*Document text*:
==========
Yeah, thanks Alitia. This is Eric Felsberg. I’m a principal in the Long Island office. Yeah, I focus my practice on providing advice and counsel on all things having to do with use of artificial intelligence in the workplace. I also assist employers doing business with the federal government on all the regulatory obligations that they are subject to.

Not surprisingly, the title of your presentation today was AI in the Workplace. Can you provide our listeners with a brief summary of what you discussed and why it was important to discuss this topic in 2024?

Yeah, well, I’ll start with the second question first. I think to discuss AI in the workplace is particularly timely and important because I think we’re seeing an exponential growth in the use of AI in the workplace. And employers, I think, are navigating their way to learn what this technology is capable of and also some of the regulatory obligations that they’ll have. So in our presentation, Scott and I gave an overview of how AI is used in the workplace, how different employers are leveraging it to make streamlined processes in terms of managing the workplace.
==========
*Dataset excerpt*:
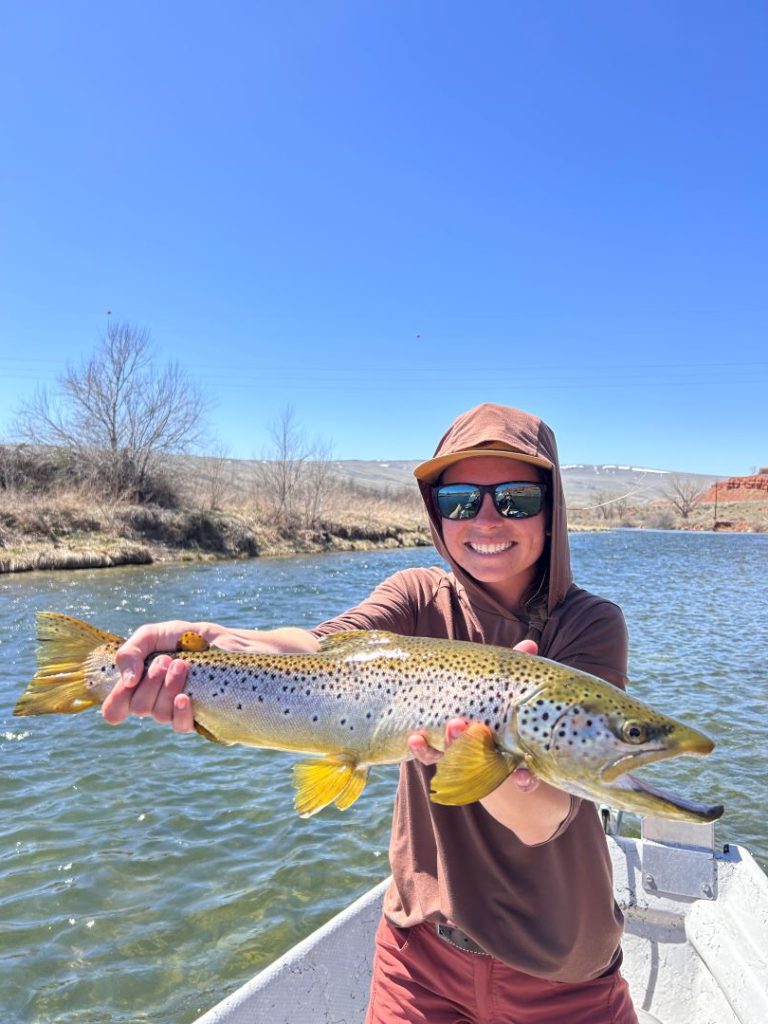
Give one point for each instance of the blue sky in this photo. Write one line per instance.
==========
*Set exercise 1*: Give again the stretch of the interview from "Not surprisingly, the" through "managing the workplace.", copying it word for word.
*Set exercise 2*: Condense the interview paragraph that opens with "Yeah, well, I’ll start with the second question first" into a shorter version that keeps its main facts.

*Written answer 1*:
Not surprisingly, the title of your presentation today was AI in the Workplace. Can you provide our listeners with a brief summary of what you discussed and why it was important to discuss this topic in 2024?

Yeah, well, I’ll start with the second question first. I think to discuss AI in the workplace is particularly timely and important because I think we’re seeing an exponential growth in the use of AI in the workplace. And employers, I think, are navigating their way to learn what this technology is capable of and also some of the regulatory obligations that they’ll have. So in our presentation, Scott and I gave an overview of how AI is used in the workplace, how different employers are leveraging it to make streamlined processes in terms of managing the workplace.

*Written answer 2*: Discussing AI in the workplace is timely because its use there is growing exponentially. Employers are learning what the technology can do and what regulatory obligations they will face. In the presentation, the speaker and Scott gave an overview of how AI is used in the workplace and how employers are leveraging it to streamline workplace management.